Try it:
Word for word, repeat the data; no picture should appear in the result.

Record set:
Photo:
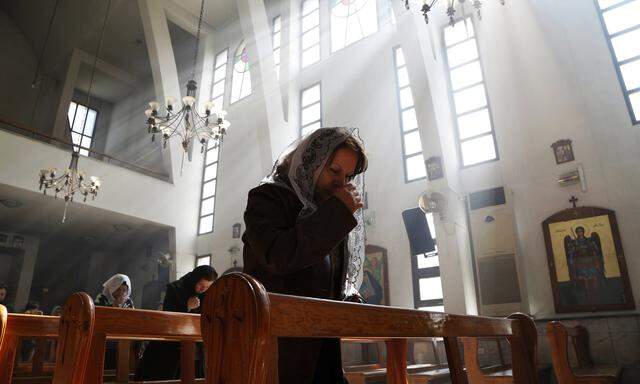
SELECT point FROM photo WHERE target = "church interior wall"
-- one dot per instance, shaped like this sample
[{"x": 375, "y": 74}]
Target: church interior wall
[
  {"x": 19, "y": 102},
  {"x": 549, "y": 80}
]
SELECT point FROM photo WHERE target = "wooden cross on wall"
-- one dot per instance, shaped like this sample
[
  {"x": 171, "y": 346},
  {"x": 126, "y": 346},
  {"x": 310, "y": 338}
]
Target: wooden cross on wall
[{"x": 573, "y": 200}]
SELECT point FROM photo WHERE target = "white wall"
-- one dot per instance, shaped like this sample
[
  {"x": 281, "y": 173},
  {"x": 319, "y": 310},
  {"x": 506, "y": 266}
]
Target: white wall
[
  {"x": 122, "y": 190},
  {"x": 550, "y": 76},
  {"x": 17, "y": 97}
]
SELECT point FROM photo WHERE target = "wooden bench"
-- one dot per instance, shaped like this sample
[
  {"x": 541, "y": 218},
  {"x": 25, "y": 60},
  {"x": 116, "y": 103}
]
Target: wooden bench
[
  {"x": 241, "y": 323},
  {"x": 20, "y": 326},
  {"x": 493, "y": 375},
  {"x": 585, "y": 372},
  {"x": 120, "y": 324},
  {"x": 361, "y": 374}
]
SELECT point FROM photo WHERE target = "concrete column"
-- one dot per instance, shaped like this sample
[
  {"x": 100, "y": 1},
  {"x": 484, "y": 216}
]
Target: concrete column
[
  {"x": 31, "y": 246},
  {"x": 452, "y": 232},
  {"x": 257, "y": 34},
  {"x": 187, "y": 176}
]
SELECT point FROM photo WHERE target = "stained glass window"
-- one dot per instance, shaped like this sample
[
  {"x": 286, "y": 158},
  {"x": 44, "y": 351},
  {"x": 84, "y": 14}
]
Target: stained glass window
[
  {"x": 241, "y": 80},
  {"x": 621, "y": 22},
  {"x": 82, "y": 121},
  {"x": 476, "y": 139},
  {"x": 352, "y": 20},
  {"x": 220, "y": 78},
  {"x": 414, "y": 166},
  {"x": 310, "y": 33},
  {"x": 310, "y": 109},
  {"x": 276, "y": 39},
  {"x": 208, "y": 192}
]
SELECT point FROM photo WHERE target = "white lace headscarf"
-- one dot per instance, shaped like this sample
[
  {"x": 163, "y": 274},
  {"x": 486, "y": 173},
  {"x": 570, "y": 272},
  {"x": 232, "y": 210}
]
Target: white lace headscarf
[
  {"x": 114, "y": 283},
  {"x": 307, "y": 156}
]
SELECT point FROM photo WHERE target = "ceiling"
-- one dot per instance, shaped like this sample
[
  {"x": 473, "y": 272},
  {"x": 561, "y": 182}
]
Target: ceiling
[
  {"x": 95, "y": 228},
  {"x": 217, "y": 13},
  {"x": 78, "y": 24}
]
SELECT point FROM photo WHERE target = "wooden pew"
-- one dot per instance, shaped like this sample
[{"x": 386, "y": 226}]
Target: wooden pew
[
  {"x": 19, "y": 326},
  {"x": 495, "y": 375},
  {"x": 585, "y": 372},
  {"x": 361, "y": 374},
  {"x": 241, "y": 323},
  {"x": 125, "y": 324}
]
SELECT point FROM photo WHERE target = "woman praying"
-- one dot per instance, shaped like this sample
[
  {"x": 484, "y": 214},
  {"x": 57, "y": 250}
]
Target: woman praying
[
  {"x": 305, "y": 237},
  {"x": 161, "y": 360}
]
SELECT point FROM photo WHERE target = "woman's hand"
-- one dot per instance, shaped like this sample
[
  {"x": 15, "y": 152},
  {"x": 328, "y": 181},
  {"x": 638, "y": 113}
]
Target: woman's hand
[
  {"x": 355, "y": 298},
  {"x": 350, "y": 197},
  {"x": 193, "y": 303}
]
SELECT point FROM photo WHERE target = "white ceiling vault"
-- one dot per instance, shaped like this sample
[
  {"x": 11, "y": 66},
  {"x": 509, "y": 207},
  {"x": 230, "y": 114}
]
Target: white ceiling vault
[{"x": 78, "y": 24}]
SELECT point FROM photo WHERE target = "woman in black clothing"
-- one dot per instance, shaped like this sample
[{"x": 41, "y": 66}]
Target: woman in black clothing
[
  {"x": 161, "y": 360},
  {"x": 305, "y": 237}
]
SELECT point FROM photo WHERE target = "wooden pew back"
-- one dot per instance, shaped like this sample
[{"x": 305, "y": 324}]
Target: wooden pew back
[
  {"x": 127, "y": 324},
  {"x": 241, "y": 323},
  {"x": 501, "y": 374},
  {"x": 585, "y": 371},
  {"x": 17, "y": 326}
]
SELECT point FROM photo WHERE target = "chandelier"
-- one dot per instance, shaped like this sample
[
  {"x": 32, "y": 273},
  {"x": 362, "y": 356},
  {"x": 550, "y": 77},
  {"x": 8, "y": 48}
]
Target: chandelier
[
  {"x": 72, "y": 180},
  {"x": 69, "y": 182},
  {"x": 188, "y": 124},
  {"x": 451, "y": 11}
]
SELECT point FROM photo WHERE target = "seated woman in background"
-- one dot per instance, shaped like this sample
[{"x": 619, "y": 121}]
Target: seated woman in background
[
  {"x": 116, "y": 292},
  {"x": 4, "y": 297},
  {"x": 305, "y": 237},
  {"x": 161, "y": 360}
]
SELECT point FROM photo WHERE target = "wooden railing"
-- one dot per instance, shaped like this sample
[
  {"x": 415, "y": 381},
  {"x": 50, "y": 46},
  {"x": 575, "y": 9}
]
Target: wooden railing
[
  {"x": 17, "y": 327},
  {"x": 80, "y": 357},
  {"x": 24, "y": 130},
  {"x": 241, "y": 323}
]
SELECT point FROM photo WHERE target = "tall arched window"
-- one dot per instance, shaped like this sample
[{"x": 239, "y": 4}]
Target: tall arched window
[
  {"x": 352, "y": 20},
  {"x": 241, "y": 81}
]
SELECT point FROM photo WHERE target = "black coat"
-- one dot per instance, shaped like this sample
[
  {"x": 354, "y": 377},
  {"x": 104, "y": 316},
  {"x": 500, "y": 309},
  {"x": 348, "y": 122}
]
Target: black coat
[
  {"x": 161, "y": 360},
  {"x": 291, "y": 256}
]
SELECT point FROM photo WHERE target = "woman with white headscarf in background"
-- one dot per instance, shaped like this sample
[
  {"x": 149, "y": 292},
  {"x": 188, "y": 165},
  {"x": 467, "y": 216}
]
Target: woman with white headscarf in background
[{"x": 116, "y": 292}]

Written answer:
Photo:
SELECT point FROM photo WHERE target = "church interior wall"
-- one dot per instance, shaped like this sample
[{"x": 375, "y": 74}]
Target: church interior wall
[
  {"x": 19, "y": 102},
  {"x": 549, "y": 80}
]
SELECT point FROM photo WHERE target = "wooden cross on wall"
-- one dot per instance, shaped like this sample
[
  {"x": 171, "y": 346},
  {"x": 126, "y": 346},
  {"x": 310, "y": 338}
]
Target: wooden cross on wall
[{"x": 573, "y": 200}]
SELECT point FROM photo WHERE target = "white wall"
-- one dot per instance, shaped like this sample
[
  {"x": 281, "y": 173},
  {"x": 319, "y": 310},
  {"x": 506, "y": 266}
]
Target: white wall
[
  {"x": 122, "y": 190},
  {"x": 550, "y": 76},
  {"x": 17, "y": 97}
]
SELECT point FROM photo WHERE target = "wooden bench"
-- one dot per instance, shaped like this sample
[
  {"x": 541, "y": 218},
  {"x": 25, "y": 60},
  {"x": 116, "y": 103}
]
Target: wooden bench
[
  {"x": 241, "y": 323},
  {"x": 20, "y": 326},
  {"x": 493, "y": 375},
  {"x": 585, "y": 372},
  {"x": 120, "y": 324},
  {"x": 361, "y": 374}
]
SELECT point FROM photo WHERE target = "concrete column"
-- one dot per instance, shaped like this sample
[
  {"x": 100, "y": 1},
  {"x": 484, "y": 216}
]
Target: concrete column
[
  {"x": 31, "y": 246},
  {"x": 452, "y": 232},
  {"x": 257, "y": 34},
  {"x": 187, "y": 176}
]
SELECT point FROM photo WHERE target = "stained glass window"
-- one dot per instance, shaped like this sample
[
  {"x": 286, "y": 158},
  {"x": 44, "y": 351},
  {"x": 84, "y": 14}
]
Target: stained glass window
[
  {"x": 241, "y": 80},
  {"x": 621, "y": 22},
  {"x": 82, "y": 121},
  {"x": 476, "y": 139},
  {"x": 352, "y": 20},
  {"x": 220, "y": 78},
  {"x": 414, "y": 166},
  {"x": 310, "y": 33},
  {"x": 310, "y": 109},
  {"x": 276, "y": 39},
  {"x": 208, "y": 192}
]
SELECT point FROM photo WHERE target = "white lace headscarf"
-- one dot per instance, shaped like this sample
[
  {"x": 163, "y": 274},
  {"x": 486, "y": 173},
  {"x": 570, "y": 272},
  {"x": 232, "y": 210}
]
Target: white lace headscarf
[
  {"x": 114, "y": 283},
  {"x": 307, "y": 156}
]
SELECT point FROM photo WHERE target = "ceiling"
-- one dot per instance, shaped like this sample
[
  {"x": 473, "y": 272},
  {"x": 561, "y": 182}
]
Target: ceiling
[
  {"x": 95, "y": 228},
  {"x": 217, "y": 13},
  {"x": 78, "y": 24}
]
SELECT point FROM photo WHERE target = "wooden pew"
-- one dot per instance, shaped like this sample
[{"x": 386, "y": 226}]
Target: wooden pew
[
  {"x": 19, "y": 326},
  {"x": 495, "y": 375},
  {"x": 585, "y": 372},
  {"x": 361, "y": 374},
  {"x": 241, "y": 323},
  {"x": 125, "y": 324}
]
SELECT point FROM photo WHERE target = "woman praying"
-- one dot per instance, shaped like this sample
[
  {"x": 484, "y": 214},
  {"x": 57, "y": 250}
]
Target: woman praying
[
  {"x": 305, "y": 237},
  {"x": 161, "y": 360}
]
SELECT point FROM photo WHERE target = "woman's hand"
-- one dot per instance, shaped like this sample
[
  {"x": 15, "y": 152},
  {"x": 328, "y": 181},
  {"x": 638, "y": 113}
]
Target: woman's hand
[
  {"x": 355, "y": 298},
  {"x": 350, "y": 197},
  {"x": 193, "y": 303}
]
SELECT point FROM photo WHERE target = "white ceiling vault"
-- one dot per instance, shaped like this sample
[
  {"x": 11, "y": 66},
  {"x": 509, "y": 207},
  {"x": 230, "y": 114}
]
Target: white ceiling vault
[{"x": 78, "y": 24}]
SELECT point FROM photo WHERE target = "woman in black clothing"
-- one dot per instance, shaped like this sample
[{"x": 41, "y": 66}]
Target: woman in black clothing
[
  {"x": 161, "y": 360},
  {"x": 305, "y": 237}
]
SELECT point FROM photo WHERE target = "wooden pew back"
-- one dot per instance, shaped like this sample
[{"x": 305, "y": 324}]
Target: wooden pew back
[
  {"x": 127, "y": 324},
  {"x": 241, "y": 323},
  {"x": 501, "y": 374},
  {"x": 585, "y": 371},
  {"x": 17, "y": 326}
]
SELECT point FROM photo WHERE target = "chandelier"
-- one dot per instance, shaped like this sample
[
  {"x": 32, "y": 273},
  {"x": 362, "y": 356},
  {"x": 550, "y": 77},
  {"x": 8, "y": 48}
]
Target: chandelier
[
  {"x": 72, "y": 180},
  {"x": 69, "y": 182},
  {"x": 188, "y": 124},
  {"x": 451, "y": 11}
]
SELECT point FROM photo WHERE target = "seated woman in background"
-- one dot per instance, shaped like this sample
[{"x": 619, "y": 121}]
Target: seated woman in background
[
  {"x": 116, "y": 292},
  {"x": 4, "y": 297},
  {"x": 305, "y": 237},
  {"x": 161, "y": 360}
]
SELECT point FROM photo WHERE target = "wooden railing"
-- one dot per instance, shaped like this sample
[
  {"x": 415, "y": 381},
  {"x": 50, "y": 46},
  {"x": 575, "y": 9}
]
Target: wooden railing
[
  {"x": 17, "y": 327},
  {"x": 80, "y": 357},
  {"x": 24, "y": 130},
  {"x": 241, "y": 323}
]
SELECT point FROM photo WHERE target = "tall arched window"
-- one dot per instance, shaped like this sample
[{"x": 239, "y": 4}]
Target: tall arched window
[
  {"x": 352, "y": 20},
  {"x": 241, "y": 81}
]
SELECT point FROM photo WHERE target = "black coat"
-- one dot per instance, shaped like this sample
[
  {"x": 354, "y": 377},
  {"x": 104, "y": 316},
  {"x": 500, "y": 309},
  {"x": 348, "y": 122}
]
Target: black coat
[
  {"x": 161, "y": 360},
  {"x": 291, "y": 256}
]
SELECT point FROM photo WHERE target = "woman with white headscarf in background"
-- one dot per instance, shaped like this sample
[
  {"x": 149, "y": 292},
  {"x": 188, "y": 165},
  {"x": 467, "y": 216}
]
Target: woman with white headscarf in background
[{"x": 116, "y": 292}]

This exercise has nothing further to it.